Data entries:
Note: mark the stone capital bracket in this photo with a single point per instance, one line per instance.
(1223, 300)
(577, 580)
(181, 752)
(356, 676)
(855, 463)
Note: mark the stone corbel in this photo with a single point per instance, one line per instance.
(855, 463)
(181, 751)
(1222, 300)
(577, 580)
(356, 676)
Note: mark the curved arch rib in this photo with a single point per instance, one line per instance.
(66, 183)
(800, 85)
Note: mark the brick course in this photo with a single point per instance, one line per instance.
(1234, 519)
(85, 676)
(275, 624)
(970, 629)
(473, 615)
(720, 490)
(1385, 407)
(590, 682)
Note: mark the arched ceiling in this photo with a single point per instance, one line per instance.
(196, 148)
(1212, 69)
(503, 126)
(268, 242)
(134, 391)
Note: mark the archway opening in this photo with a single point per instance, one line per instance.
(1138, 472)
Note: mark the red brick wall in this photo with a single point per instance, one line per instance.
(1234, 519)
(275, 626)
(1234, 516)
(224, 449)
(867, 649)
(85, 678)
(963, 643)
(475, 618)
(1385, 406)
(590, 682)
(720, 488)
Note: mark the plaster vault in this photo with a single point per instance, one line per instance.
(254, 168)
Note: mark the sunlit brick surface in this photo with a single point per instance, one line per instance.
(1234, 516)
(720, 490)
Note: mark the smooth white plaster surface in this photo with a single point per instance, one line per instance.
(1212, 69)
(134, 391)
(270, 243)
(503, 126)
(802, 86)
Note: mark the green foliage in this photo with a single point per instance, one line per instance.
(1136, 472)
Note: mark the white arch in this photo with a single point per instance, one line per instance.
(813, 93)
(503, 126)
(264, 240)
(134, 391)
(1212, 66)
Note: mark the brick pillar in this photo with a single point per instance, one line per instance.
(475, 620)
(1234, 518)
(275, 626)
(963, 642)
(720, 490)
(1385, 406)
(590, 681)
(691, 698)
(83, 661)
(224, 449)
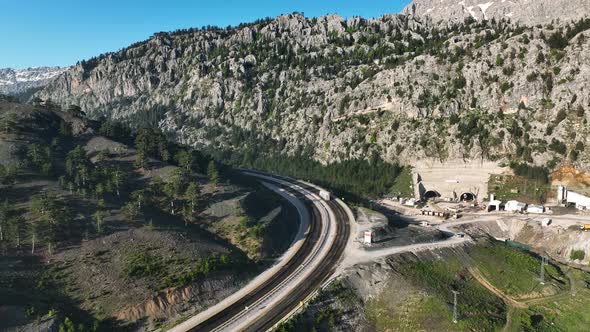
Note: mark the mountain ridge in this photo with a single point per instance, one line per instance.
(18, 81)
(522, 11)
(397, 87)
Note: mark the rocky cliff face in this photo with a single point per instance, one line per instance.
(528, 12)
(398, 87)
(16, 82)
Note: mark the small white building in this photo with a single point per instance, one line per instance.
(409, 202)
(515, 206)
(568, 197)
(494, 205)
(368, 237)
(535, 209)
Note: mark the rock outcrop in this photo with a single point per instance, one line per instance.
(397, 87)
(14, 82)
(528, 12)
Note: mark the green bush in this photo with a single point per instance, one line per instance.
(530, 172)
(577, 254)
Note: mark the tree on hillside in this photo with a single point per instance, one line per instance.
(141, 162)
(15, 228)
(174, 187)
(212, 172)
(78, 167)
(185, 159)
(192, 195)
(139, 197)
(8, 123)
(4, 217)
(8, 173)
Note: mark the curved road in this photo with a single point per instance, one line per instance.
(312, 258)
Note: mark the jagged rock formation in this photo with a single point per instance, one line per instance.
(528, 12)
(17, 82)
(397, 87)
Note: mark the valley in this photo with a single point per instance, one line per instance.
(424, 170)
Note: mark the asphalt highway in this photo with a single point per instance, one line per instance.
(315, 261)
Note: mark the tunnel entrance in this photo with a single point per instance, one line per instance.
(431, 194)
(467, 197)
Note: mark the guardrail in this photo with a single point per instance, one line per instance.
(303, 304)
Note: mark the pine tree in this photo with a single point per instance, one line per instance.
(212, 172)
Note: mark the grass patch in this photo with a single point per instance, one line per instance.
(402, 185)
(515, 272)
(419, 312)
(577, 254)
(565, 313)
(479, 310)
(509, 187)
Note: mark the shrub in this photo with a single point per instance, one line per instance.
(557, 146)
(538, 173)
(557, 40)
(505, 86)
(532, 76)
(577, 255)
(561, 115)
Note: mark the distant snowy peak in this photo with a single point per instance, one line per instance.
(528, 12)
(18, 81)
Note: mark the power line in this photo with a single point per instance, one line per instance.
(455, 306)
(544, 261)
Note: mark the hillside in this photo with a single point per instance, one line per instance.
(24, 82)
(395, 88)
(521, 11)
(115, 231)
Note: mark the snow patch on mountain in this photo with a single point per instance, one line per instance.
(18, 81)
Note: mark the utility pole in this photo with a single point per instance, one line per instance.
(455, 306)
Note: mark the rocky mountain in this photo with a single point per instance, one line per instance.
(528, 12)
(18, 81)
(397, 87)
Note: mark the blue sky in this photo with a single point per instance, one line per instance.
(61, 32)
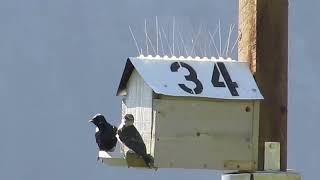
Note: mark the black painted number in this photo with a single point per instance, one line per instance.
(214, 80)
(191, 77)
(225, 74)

==

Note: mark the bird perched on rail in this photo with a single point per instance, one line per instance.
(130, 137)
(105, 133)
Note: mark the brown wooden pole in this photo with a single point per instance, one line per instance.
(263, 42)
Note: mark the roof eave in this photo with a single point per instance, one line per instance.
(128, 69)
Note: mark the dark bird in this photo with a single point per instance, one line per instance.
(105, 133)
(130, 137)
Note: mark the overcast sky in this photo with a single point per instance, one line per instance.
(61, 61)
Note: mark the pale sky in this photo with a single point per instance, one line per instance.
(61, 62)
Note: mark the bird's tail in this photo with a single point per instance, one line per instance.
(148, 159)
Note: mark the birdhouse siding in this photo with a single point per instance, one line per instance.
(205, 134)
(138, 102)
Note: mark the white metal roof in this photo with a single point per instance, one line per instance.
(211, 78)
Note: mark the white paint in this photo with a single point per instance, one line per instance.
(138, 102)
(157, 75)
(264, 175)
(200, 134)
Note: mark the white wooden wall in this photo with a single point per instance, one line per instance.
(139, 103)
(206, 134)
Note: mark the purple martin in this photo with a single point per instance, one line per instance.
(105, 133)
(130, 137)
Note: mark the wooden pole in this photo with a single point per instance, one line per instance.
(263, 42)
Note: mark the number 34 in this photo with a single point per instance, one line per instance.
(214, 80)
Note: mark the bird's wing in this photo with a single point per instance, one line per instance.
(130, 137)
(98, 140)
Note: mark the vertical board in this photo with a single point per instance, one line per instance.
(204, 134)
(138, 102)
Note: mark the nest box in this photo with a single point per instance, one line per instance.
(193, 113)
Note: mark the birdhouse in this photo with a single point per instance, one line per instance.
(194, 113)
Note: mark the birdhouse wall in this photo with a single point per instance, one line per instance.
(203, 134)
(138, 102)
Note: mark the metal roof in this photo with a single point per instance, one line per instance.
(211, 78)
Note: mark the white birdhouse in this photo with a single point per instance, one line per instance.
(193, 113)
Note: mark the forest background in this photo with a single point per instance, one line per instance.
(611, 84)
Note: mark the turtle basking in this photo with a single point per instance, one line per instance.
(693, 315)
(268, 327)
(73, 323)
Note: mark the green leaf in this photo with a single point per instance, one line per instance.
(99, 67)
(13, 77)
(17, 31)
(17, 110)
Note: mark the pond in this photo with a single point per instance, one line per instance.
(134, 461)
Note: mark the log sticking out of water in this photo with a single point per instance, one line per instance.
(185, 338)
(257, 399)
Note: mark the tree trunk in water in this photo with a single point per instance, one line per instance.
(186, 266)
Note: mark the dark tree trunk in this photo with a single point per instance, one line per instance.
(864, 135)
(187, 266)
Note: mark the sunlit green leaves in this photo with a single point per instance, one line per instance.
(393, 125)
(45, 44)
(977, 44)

--

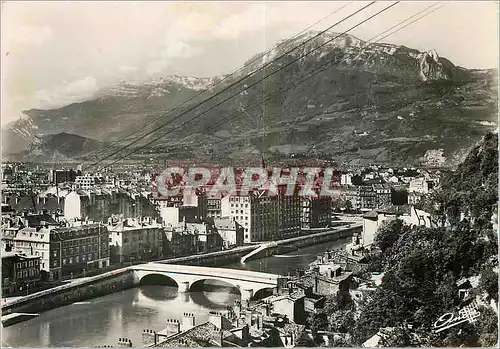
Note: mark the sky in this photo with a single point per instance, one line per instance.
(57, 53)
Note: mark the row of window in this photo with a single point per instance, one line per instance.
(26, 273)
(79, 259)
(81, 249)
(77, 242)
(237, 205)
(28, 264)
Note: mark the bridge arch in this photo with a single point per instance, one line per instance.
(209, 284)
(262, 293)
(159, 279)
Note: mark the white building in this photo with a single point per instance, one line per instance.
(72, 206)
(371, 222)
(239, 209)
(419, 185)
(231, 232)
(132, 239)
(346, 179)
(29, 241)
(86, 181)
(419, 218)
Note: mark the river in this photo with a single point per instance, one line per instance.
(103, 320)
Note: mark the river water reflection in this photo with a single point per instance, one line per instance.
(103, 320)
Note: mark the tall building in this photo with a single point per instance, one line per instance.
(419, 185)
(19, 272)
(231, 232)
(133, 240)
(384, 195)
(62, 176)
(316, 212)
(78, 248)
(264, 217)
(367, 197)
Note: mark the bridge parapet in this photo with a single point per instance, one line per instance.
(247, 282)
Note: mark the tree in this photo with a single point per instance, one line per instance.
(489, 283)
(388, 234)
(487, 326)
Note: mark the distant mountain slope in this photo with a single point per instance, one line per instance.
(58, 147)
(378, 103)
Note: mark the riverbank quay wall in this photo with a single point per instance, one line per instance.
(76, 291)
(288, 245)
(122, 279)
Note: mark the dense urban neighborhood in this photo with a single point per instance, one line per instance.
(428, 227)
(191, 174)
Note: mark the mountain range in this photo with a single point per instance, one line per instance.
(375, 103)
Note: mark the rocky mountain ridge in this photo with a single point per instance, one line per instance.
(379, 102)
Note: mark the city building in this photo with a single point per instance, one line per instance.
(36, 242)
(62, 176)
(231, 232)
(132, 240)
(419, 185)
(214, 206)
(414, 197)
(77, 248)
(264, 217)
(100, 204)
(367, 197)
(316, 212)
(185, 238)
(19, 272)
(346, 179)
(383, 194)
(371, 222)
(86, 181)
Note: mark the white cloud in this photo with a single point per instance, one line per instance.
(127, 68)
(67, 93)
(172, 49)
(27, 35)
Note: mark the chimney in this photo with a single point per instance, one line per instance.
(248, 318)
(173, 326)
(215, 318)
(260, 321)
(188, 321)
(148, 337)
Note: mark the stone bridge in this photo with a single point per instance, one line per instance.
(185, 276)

Exercise directions: Format the rows from the line with "Note: mark the stone capital" to the line with "(1138, 472)" as a two-column CSV with the headers note and points, giving one line per row. Put the note text and all of its points each in a single quoted field, turning line breaks into spaces.

Response below:
note,points
"Note: mark the stone capital bracket in this photo with a single point per instance, one line per instance.","(1223, 300) (577, 580) (181, 752) (356, 676) (855, 463)"
"Note: mark the stone corbel in this photo with a single point per instance, one line per instance.","(855, 463) (181, 751) (1222, 300) (577, 580) (356, 676)"
"Note: mark the curved arch rib in this photo with a single point per instance, one line per instance.","(66, 183) (800, 85)"
"Note: mark the brick course in this photo with a single point per instance, one line per instance.","(1234, 519) (85, 676) (275, 624) (970, 629) (473, 615) (720, 490) (1385, 407) (590, 682)"
"Note: mark the arched ceiling in this photo with a single point per instance, one line per instance.","(196, 148) (1212, 69) (503, 126) (268, 242) (134, 391)"
"Note: mark the archway opening in this photo with a single point per instance, one line per instance.","(1138, 472)"